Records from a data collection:
_____
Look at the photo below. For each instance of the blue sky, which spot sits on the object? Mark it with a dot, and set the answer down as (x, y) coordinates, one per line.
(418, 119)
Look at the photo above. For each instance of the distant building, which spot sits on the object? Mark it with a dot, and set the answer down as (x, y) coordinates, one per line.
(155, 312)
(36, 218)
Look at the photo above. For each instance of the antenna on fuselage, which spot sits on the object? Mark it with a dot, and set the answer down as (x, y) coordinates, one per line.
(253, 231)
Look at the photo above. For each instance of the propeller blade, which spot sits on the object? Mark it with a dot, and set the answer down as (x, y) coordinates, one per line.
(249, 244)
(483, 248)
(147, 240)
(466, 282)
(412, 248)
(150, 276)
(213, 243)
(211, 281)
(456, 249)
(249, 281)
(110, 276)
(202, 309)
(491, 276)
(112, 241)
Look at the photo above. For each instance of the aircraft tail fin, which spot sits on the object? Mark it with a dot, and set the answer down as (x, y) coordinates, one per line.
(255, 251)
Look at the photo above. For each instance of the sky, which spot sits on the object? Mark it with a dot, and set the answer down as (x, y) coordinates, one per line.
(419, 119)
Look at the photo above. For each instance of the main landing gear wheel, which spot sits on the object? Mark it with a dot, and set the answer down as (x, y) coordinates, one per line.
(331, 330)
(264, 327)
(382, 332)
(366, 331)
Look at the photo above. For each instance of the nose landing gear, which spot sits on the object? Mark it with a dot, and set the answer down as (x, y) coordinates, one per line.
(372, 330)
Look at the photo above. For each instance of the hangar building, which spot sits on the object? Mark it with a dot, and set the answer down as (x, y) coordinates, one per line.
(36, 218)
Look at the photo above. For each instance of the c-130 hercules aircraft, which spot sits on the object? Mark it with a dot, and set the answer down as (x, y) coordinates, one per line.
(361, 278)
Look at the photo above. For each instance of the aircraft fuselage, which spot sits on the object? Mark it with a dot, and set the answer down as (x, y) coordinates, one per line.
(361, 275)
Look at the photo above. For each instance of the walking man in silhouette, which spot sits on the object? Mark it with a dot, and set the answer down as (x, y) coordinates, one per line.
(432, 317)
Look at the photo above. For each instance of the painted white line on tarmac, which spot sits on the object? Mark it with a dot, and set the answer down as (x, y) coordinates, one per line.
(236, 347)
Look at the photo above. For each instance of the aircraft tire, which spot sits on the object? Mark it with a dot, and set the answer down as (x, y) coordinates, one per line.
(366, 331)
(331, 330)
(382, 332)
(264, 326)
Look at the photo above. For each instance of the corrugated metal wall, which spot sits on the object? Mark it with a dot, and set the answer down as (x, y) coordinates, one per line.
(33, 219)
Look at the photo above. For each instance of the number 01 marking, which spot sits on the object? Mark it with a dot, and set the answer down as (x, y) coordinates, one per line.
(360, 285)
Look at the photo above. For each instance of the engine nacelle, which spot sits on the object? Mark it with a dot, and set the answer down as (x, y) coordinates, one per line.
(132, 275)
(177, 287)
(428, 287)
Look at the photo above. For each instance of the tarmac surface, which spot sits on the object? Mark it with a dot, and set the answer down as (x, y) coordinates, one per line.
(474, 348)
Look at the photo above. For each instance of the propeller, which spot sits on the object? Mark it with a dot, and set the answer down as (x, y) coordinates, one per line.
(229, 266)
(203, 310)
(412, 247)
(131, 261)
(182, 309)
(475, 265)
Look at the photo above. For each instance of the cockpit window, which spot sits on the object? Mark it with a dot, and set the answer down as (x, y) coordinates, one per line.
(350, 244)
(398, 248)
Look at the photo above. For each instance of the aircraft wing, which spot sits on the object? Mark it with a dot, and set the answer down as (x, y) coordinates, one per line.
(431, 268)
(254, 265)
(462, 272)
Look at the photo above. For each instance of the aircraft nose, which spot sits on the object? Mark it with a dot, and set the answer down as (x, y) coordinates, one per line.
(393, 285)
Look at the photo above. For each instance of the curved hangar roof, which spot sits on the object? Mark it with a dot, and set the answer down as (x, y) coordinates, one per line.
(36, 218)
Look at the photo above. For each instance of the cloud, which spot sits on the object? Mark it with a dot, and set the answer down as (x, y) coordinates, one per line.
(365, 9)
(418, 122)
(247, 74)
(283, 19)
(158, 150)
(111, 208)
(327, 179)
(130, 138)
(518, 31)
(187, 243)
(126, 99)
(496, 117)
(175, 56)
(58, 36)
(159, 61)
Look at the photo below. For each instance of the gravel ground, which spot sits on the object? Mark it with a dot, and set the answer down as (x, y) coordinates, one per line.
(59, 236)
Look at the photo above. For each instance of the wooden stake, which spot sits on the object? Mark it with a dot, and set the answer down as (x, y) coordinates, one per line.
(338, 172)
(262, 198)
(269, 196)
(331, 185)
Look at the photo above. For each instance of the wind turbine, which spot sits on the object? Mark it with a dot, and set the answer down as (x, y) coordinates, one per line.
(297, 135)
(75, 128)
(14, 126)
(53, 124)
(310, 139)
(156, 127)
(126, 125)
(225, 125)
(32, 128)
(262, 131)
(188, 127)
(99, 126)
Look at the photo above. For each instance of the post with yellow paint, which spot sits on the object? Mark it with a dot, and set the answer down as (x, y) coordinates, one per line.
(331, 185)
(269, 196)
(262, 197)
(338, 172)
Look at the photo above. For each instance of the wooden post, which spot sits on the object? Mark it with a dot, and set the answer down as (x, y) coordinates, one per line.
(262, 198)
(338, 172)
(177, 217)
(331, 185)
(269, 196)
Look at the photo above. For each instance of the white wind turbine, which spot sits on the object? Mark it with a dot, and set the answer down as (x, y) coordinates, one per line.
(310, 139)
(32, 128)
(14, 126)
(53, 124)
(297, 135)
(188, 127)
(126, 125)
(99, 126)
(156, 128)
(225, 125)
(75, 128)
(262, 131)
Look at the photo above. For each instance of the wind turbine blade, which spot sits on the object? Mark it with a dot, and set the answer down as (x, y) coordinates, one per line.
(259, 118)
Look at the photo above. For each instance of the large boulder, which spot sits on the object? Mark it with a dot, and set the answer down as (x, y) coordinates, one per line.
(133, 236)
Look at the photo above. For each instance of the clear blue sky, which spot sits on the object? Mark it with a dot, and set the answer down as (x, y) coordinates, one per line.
_____
→ EXERCISE DIRECTIONS
Please retype all of the lines above exactly as they stand.

→ TASK SOLUTION
Look at the photo below. For each instance of the blue sky, which spot sits on the object? Mark it with a dot, and set the answer down as (x, y) coordinates, one per line.
(418, 119)
Look at the photo above. For each instance of the distant building, which spot sits on the object? Mark it with a dot, and set the answer down as (x, y) coordinates, one per line.
(155, 312)
(36, 218)
Look at the photo above. For each instance of the antenna on fuselage, which spot sits on the object? Mark it with a dot, and set the answer down as (x, y) coordinates, one per line.
(253, 231)
Look at the photo above. For each instance of the propeller blade, which spot sits on the object? Mark it with a dot, and set the answer down as (x, y) coordinates, one per line.
(249, 244)
(483, 248)
(147, 240)
(466, 282)
(412, 248)
(150, 276)
(213, 243)
(211, 281)
(456, 249)
(249, 281)
(110, 276)
(202, 309)
(491, 276)
(112, 241)
Look at the photo above. For each instance of the aircraft tail fin, which spot sits on the object? Mark it with a dot, and set the answer down as (x, y) coordinates, one per line.
(255, 251)
Look at the photo above. For each instance of the sky, which spot sits on the object? Mark it with a dot, and set the answer down as (x, y) coordinates, one per line.
(419, 119)
Look at the photo above. For each instance of the main landing gear wheel, which spot sits on the object? Mark it with a dot, and set the answer down as (x, y) coordinates, one per line.
(331, 330)
(264, 327)
(382, 332)
(366, 331)
Look at the photo above. For each instance of the nose landing gear, which spot sits on the object? Mark it with a dot, and set the answer down as (x, y) coordinates, one per line.
(372, 330)
Look at the photo above. For each instance of the hangar building, which spot sits on the object? Mark it with a dot, and set the answer down as (x, y) coordinates, one per line.
(36, 218)
Look at the photo above. For each instance of the c-130 hercules aircraft, which spot sits on the object? Mark it with a dot, and set the answer down as (x, y) coordinates, one per line.
(361, 278)
Look at the photo above. For each instance of the aircraft fuselage, which spot sits on the object? Mark it with a dot, and set the answer down as (x, y) coordinates, one per line.
(361, 275)
Look at the photo above. For each instance of the walking man in silhouette, which spot sits on the object? Mark it with a dot, and set the answer down as (x, y) coordinates, one per line.
(432, 317)
Look at the photo above. For each instance of the painted white line on tarmac, which spot sits on the object? Mark it with a dot, and set the answer down as (x, y) coordinates, one per line.
(236, 347)
Look at the photo above. For each instance of the aircraft tire, which spot sits on the object? Mark it with a dot, and set the answer down as (x, y) coordinates, one per line.
(366, 331)
(331, 330)
(382, 332)
(264, 326)
Look at the photo above. For each instance of the corrugated metal wall, which spot sits on the object? Mark it with a dot, and set the answer down as (x, y) coordinates, one per line.
(33, 219)
Look at the photo above. For each instance of the number 01 marking, which spot sits on the object? Mark it with a dot, and set the answer down as (x, y) coordinates, one per line.
(360, 285)
Look at the photo above. For each instance of the engine nacelle, which spot sits on the object? Mark it with a dot, and set the answer down as (x, y) coordinates, one per line.
(132, 275)
(177, 287)
(428, 287)
Look at the photo above. For each instance of the tarmac surface, which spot sits on the object? Mark it with a dot, and set the answer down as (x, y) coordinates, one per line.
(474, 348)
Look at the photo above. For each instance of the propeller, which spot sits on the object? Mark it with a dot, and set the answer down as (x, y) coordinates, one per line.
(229, 266)
(203, 310)
(412, 247)
(131, 261)
(182, 309)
(475, 265)
Look at the photo above. For each instance of the cockpit window, which spot sits on the object? Mark it with a dot, and set the answer down as (x, y) coordinates, one per line.
(350, 244)
(398, 248)
Look at the photo above. For each instance of the aircraft wing, which spot sits on the object? Mark it with a dot, and set the answer down as (x, y) coordinates, one per line.
(431, 268)
(254, 265)
(462, 272)
Look at the photo above. For each instance of the aircraft nose, which spot sits on the object? Mark it with a dot, and set the answer down as (x, y) coordinates, one per line.
(393, 285)
Look at the photo above. For each instance of the curved hangar roof, which spot sits on the object? Mark it with a dot, and set the answer down as (x, y) coordinates, one per line.
(36, 218)
Look at the photo above. For each instance of the cloud, which spot sits on the object? Mark it with a dot, and set the answer down as (x, y) coordinates, one per line.
(365, 9)
(418, 122)
(247, 74)
(283, 19)
(158, 150)
(111, 208)
(327, 179)
(130, 138)
(518, 31)
(187, 243)
(126, 99)
(496, 117)
(175, 56)
(58, 36)
(159, 61)
Look at the photo below. For each instance of the gravel ground, which spot sits on the object? Mark it with a dot, and set the answer down as (x, y) coordinates, one per line.
(59, 236)
Look at the photo above. For each instance of the wooden stake, which spot sits on the object? Mark it with a dot, and set the answer down as (x, y) coordinates, one per line.
(338, 172)
(262, 198)
(269, 196)
(331, 185)
Look at the photo above. For each instance of the wind turbine, which spot sits on the object? Mark it with a dot, and set the answer down as (x, y) coordinates, one per line.
(297, 135)
(75, 128)
(14, 126)
(53, 124)
(310, 139)
(156, 127)
(126, 125)
(225, 125)
(32, 128)
(262, 131)
(188, 127)
(99, 126)
Look at the photo above. For each instance of the post with yellow paint, which spot sits on the object? Mark it with a dot, and set the answer down as (x, y) coordinates, one per line.
(331, 185)
(269, 196)
(262, 197)
(338, 172)
Look at the photo above. For each instance of the wooden post, which spot sits on the object? Mark it with a dot, and set the answer down as (x, y) coordinates, one per line.
(262, 198)
(338, 172)
(177, 217)
(331, 185)
(269, 196)
Look at the photo above. For each instance of the white wind turbine, which spot sits on the object? Mark it with a dot, and set the answer down as (x, y) coordinates, one per line.
(310, 139)
(32, 128)
(14, 126)
(53, 124)
(297, 135)
(188, 127)
(126, 125)
(99, 126)
(156, 128)
(225, 125)
(75, 128)
(262, 131)
Look at the photo above. For each instance of the wind turbine blade, which spot sits on the object? Mark it with a dot, and set the answer down as (x, y) coordinates, one per line.
(259, 118)
Look at the photo above. For each instance of the large boulder, which spot sits on the object? Mark it with a dot, and set the answer down as (x, y) coordinates, one per line.
(133, 236)
Look at the photo above. For each instance of the clear blue sky, which spot sits on the object? Mark it with a dot, and set the answer down as (x, y) coordinates, one per line.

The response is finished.